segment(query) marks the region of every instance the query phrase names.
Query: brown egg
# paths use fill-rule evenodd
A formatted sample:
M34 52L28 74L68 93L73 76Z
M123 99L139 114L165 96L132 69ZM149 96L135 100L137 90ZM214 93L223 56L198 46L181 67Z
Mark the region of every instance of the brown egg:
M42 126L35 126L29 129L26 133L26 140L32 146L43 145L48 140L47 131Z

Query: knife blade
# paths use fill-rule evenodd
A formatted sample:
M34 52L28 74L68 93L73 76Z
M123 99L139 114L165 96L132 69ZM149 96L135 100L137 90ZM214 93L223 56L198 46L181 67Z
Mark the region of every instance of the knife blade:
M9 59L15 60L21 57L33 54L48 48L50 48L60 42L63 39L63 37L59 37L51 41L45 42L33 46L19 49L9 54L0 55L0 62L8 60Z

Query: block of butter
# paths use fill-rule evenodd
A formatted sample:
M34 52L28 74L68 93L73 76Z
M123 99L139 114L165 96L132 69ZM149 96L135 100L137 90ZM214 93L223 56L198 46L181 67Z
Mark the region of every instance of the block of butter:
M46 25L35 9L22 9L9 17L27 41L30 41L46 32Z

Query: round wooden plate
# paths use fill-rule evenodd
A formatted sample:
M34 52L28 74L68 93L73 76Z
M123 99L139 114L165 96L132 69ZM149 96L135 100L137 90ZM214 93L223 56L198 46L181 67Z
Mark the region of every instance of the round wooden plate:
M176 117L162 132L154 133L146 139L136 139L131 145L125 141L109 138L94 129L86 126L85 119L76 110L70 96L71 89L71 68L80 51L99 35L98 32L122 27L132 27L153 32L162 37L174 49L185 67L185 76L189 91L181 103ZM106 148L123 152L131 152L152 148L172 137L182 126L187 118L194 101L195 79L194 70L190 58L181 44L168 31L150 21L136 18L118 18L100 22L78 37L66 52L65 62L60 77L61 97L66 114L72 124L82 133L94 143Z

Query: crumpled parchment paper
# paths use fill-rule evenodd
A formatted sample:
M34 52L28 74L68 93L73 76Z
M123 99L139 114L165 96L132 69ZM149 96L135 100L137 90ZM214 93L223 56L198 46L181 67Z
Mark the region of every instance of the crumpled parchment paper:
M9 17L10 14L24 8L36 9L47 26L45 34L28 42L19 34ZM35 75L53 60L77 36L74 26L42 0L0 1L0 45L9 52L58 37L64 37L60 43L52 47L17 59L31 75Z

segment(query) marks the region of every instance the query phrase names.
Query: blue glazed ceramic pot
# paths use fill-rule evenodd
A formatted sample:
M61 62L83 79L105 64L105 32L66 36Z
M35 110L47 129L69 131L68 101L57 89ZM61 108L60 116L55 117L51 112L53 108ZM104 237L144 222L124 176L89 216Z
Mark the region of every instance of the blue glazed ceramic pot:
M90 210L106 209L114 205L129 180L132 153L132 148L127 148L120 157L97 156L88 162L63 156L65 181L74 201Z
★ ★ ★ ★ ★
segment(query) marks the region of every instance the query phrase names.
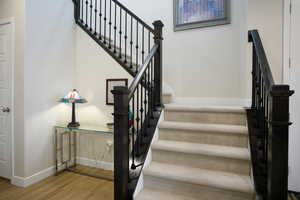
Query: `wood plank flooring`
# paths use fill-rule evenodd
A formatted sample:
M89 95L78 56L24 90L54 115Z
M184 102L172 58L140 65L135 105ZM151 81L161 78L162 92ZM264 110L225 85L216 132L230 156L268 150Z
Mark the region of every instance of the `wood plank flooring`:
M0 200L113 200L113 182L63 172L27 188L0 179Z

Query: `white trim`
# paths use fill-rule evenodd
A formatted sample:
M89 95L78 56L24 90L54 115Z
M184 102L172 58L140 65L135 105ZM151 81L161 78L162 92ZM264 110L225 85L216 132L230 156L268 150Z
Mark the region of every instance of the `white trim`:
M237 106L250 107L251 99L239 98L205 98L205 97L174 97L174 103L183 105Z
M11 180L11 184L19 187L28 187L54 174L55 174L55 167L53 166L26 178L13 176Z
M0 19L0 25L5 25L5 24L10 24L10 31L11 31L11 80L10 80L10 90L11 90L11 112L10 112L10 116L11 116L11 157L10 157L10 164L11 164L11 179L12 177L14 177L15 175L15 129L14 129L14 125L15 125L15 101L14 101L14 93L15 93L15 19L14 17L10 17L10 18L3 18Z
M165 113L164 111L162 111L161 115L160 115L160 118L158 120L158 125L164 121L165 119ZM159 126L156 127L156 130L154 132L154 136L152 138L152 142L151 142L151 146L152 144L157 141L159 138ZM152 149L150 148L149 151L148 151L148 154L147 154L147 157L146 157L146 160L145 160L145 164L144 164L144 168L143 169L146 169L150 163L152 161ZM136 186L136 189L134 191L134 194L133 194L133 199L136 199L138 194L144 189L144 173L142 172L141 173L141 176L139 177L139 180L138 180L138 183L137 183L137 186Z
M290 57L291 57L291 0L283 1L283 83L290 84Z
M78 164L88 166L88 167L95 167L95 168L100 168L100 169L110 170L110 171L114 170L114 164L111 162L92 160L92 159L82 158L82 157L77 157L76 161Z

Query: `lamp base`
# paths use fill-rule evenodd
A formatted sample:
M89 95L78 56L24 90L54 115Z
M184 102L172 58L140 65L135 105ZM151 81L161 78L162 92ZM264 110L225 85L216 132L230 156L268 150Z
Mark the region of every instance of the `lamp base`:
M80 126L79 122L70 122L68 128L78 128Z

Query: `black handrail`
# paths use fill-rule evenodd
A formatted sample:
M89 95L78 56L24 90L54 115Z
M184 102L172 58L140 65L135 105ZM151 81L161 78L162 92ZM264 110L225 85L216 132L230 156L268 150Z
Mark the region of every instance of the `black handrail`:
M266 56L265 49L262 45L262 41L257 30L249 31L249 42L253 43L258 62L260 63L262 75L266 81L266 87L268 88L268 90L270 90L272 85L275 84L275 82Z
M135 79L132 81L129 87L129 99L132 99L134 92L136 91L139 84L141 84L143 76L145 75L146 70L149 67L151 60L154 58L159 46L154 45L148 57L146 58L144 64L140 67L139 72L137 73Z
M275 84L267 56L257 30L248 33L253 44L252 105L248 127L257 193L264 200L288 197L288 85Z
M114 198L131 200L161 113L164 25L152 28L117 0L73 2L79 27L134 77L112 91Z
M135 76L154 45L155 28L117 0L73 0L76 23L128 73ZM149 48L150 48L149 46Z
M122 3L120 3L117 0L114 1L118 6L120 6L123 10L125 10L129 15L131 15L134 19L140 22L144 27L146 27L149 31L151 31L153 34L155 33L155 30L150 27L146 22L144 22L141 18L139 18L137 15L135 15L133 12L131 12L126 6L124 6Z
★ ★ ★ ★ ★
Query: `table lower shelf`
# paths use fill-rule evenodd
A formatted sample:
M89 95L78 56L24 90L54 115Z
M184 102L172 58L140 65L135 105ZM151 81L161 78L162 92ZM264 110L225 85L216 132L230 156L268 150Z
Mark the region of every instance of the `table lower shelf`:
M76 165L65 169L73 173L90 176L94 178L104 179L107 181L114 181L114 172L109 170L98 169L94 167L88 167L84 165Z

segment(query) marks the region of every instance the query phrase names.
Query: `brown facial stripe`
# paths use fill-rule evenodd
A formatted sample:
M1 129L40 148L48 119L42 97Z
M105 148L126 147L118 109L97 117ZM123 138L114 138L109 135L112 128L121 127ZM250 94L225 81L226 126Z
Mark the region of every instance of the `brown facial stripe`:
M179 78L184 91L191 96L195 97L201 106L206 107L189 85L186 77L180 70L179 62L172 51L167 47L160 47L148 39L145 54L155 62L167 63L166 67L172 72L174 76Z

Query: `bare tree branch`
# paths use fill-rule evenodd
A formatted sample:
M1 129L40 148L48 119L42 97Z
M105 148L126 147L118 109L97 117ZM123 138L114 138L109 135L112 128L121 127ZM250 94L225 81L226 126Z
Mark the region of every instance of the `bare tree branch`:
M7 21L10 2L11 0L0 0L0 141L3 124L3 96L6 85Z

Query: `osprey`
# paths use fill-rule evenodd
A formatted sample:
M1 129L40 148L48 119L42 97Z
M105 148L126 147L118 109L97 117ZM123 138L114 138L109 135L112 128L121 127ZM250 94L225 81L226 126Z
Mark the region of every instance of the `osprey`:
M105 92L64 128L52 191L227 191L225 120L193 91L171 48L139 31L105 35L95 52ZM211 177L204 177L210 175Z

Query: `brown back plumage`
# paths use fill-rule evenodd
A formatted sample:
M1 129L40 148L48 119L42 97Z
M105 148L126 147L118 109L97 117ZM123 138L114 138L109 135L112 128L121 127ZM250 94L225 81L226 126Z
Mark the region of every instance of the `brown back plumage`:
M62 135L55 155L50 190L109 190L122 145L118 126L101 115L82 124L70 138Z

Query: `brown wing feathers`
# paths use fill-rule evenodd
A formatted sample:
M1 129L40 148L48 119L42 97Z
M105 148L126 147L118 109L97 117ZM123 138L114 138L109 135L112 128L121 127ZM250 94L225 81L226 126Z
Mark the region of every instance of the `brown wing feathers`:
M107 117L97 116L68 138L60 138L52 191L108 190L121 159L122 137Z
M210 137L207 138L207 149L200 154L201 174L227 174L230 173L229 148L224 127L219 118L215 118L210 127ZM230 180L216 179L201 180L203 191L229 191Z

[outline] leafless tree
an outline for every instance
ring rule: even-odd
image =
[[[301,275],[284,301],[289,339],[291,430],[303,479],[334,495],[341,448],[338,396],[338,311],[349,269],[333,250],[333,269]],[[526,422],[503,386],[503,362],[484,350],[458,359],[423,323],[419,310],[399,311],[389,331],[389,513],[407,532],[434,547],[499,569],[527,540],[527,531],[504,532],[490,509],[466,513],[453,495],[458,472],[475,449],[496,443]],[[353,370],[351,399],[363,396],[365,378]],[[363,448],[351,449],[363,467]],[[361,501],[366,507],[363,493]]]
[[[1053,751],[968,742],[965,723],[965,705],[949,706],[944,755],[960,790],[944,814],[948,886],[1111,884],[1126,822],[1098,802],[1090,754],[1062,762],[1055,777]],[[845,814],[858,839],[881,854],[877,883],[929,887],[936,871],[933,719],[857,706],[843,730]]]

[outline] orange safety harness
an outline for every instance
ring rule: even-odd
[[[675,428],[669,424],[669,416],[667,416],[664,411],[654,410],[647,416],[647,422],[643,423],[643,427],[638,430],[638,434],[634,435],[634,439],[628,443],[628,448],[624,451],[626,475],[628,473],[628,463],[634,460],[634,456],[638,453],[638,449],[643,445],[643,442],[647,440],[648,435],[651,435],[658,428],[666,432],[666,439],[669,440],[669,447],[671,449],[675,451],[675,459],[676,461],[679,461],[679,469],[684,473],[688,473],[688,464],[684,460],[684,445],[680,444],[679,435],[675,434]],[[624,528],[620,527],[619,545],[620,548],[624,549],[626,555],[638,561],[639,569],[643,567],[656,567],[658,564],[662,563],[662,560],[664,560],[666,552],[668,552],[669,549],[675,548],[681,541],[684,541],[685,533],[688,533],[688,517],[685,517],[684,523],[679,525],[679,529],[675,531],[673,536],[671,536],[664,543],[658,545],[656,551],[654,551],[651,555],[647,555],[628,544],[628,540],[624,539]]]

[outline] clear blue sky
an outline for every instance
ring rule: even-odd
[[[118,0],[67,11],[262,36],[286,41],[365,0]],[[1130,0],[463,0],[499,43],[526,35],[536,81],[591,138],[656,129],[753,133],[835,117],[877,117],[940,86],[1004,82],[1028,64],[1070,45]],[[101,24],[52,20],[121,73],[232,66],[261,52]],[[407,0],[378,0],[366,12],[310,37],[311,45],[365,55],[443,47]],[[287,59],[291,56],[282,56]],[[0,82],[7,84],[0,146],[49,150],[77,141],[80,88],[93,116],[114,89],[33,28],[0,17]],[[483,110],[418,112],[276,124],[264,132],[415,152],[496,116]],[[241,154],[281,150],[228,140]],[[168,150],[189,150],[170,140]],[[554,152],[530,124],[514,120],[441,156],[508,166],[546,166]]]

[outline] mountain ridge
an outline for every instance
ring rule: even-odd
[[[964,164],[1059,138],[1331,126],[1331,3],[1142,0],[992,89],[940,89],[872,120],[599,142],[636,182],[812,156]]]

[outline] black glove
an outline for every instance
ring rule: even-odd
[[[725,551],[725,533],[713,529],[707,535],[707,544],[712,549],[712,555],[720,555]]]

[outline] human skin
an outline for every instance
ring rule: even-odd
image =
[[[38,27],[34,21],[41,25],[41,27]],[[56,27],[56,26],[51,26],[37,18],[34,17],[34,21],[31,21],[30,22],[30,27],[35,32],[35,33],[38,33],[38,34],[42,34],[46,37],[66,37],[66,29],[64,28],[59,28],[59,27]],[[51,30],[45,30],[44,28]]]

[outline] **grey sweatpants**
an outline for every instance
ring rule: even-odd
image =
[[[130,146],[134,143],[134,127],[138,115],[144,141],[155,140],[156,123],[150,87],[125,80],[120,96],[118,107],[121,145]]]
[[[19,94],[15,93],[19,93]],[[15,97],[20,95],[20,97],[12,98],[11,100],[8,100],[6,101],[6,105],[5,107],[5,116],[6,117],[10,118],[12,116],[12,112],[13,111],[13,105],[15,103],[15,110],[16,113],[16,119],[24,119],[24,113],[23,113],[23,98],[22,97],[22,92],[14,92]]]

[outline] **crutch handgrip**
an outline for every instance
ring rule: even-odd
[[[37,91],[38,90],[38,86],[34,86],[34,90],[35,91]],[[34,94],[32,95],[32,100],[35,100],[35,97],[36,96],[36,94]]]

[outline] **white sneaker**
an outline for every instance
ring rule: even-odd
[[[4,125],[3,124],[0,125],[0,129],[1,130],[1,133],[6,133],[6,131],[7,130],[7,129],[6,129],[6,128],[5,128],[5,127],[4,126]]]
★ ★ ★ ★ ★
> Instructions to follow:
Copy out the data verbatim, from the line that contains "Query: block of butter" through the line that contains "M9 17L10 14L24", including both of those lines.

> Answer to this task:
Query: block of butter
# paths use fill-rule evenodd
A formatted sample:
M34 52L28 74L68 93L73 76Z
M123 99L139 114L165 96L132 69ZM149 96L135 100L137 90ZM214 93L223 56L198 46L181 67Z
Mark the region of every instance of the block of butter:
M46 25L35 9L22 9L9 17L27 41L30 41L46 32Z

Query: round wooden plate
# paths use fill-rule evenodd
A formatted sample:
M34 52L28 74L68 93L73 76Z
M123 99L139 114L165 96L132 69ZM149 96L135 100L137 90ZM214 93L223 56L198 46L181 67Z
Mark the region of every instance of the round wooden plate:
M176 117L162 132L154 133L146 139L136 139L131 145L125 141L109 138L94 129L86 126L85 119L76 110L70 96L71 89L71 68L80 51L99 35L98 32L122 27L132 27L153 32L162 37L174 49L185 67L185 76L189 91L181 103ZM106 148L123 152L131 152L152 148L172 137L182 126L187 118L194 101L195 79L194 70L190 58L181 44L168 31L150 21L136 18L118 18L100 22L78 37L66 52L65 62L60 77L61 97L66 114L72 124L82 133L94 143Z

Query: crumpled parchment paper
# paths use fill-rule evenodd
A formatted sample:
M34 52L28 74L68 93L73 76Z
M123 99L139 114L165 96L132 69ZM149 96L135 100L137 90ZM214 93L223 56L198 46L181 67Z
Mark the region of every instance of the crumpled parchment paper:
M9 17L10 14L24 8L36 9L47 26L45 34L28 42L19 34ZM35 75L53 60L77 36L74 26L42 0L0 1L0 45L9 52L58 37L64 37L60 43L52 47L17 59L31 75Z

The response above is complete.